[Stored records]
╔══

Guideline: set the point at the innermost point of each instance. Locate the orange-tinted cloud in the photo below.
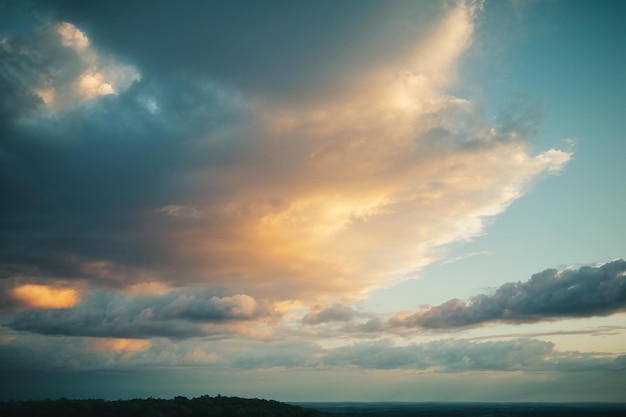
(119, 345)
(45, 296)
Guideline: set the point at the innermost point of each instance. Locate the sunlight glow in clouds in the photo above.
(361, 189)
(192, 195)
(93, 74)
(44, 296)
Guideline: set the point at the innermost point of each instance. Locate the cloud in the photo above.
(455, 356)
(195, 177)
(335, 312)
(448, 356)
(548, 295)
(56, 68)
(175, 314)
(43, 296)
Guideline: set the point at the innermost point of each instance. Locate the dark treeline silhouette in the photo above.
(204, 406)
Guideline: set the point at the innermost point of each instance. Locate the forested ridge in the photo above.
(203, 406)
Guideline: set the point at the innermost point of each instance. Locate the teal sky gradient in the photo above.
(352, 201)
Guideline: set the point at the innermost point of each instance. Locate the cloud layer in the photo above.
(548, 295)
(148, 174)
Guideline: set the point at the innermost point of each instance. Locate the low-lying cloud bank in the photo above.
(175, 315)
(443, 356)
(548, 295)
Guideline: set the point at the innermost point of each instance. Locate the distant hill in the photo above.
(204, 406)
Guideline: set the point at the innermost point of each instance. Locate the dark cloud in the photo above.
(551, 294)
(176, 315)
(81, 184)
(277, 48)
(336, 312)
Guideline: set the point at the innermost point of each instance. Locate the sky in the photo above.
(313, 201)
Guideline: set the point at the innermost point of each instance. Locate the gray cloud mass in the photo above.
(551, 294)
(176, 315)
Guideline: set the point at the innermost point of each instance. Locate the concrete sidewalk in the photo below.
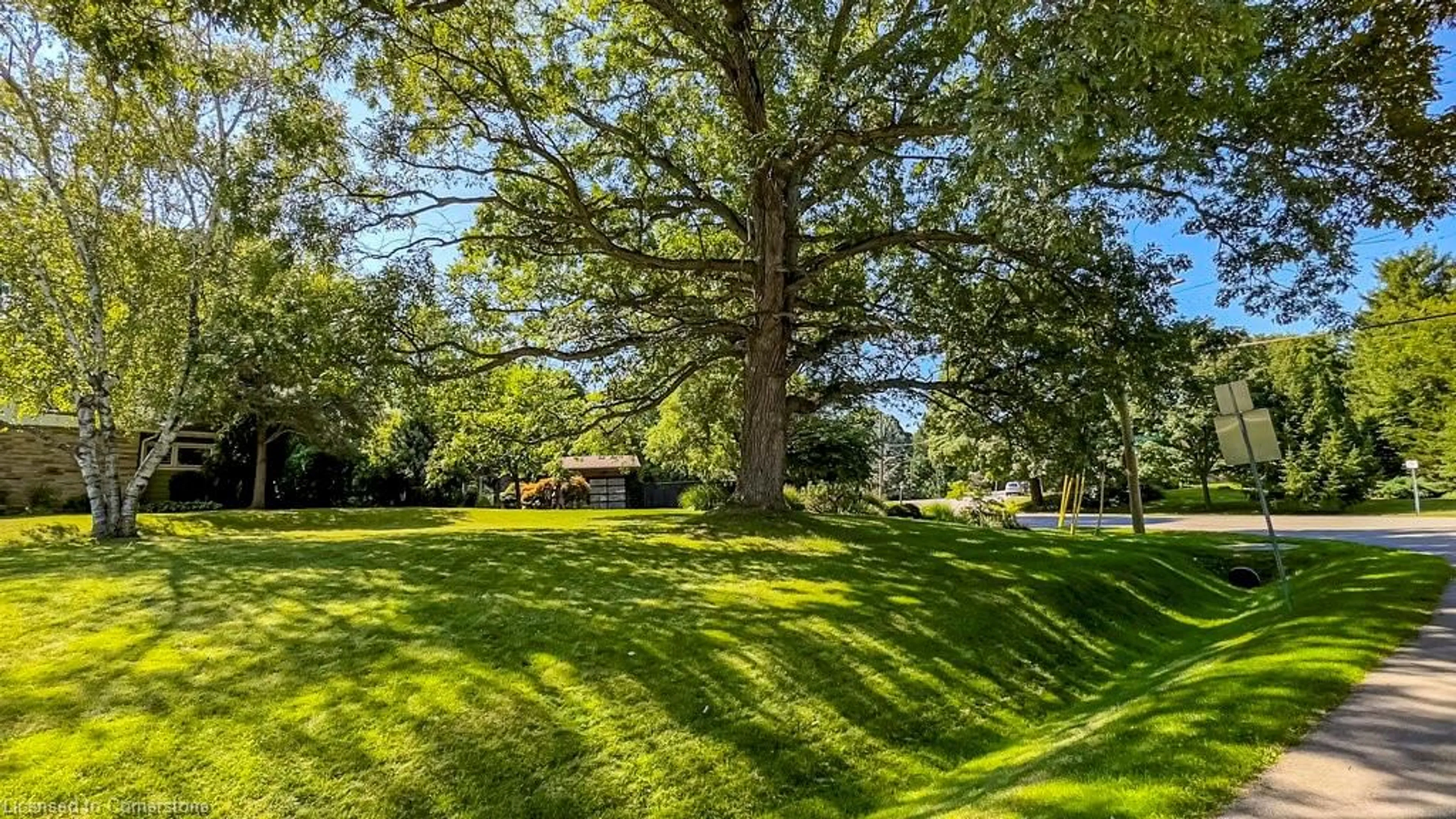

╚══

### [PROBLEM DESCRIPTION]
Skip the pictures. Return exactly the lines from the one containing "bank in the photo above." through the end of the data above, both included, and nothing besides.

### [EXERCISE RESULT]
Guideline: set the point at the innermost point of each instance. Locate the low-lying cloud bank in the photo above.
(175, 315)
(443, 356)
(548, 295)
Guideline: set the point at the innermost point of each instance. Locate the distant hill in the photo above.
(204, 406)
Guideline: set the point at the innermost point of each instance. Locate the dark cloud in the photo above.
(551, 294)
(176, 315)
(81, 184)
(277, 48)
(336, 312)
Guideline: set the point at the innermost point of each instance. Locate the sky in the photo above.
(313, 201)
Guideline: set the point at the innermost point of each instance. Locate the gray cloud mass in the photo above.
(551, 294)
(176, 315)
Guideline: set the point at the innermost point of each instance. Locate the concrete sidewalk in the photo below.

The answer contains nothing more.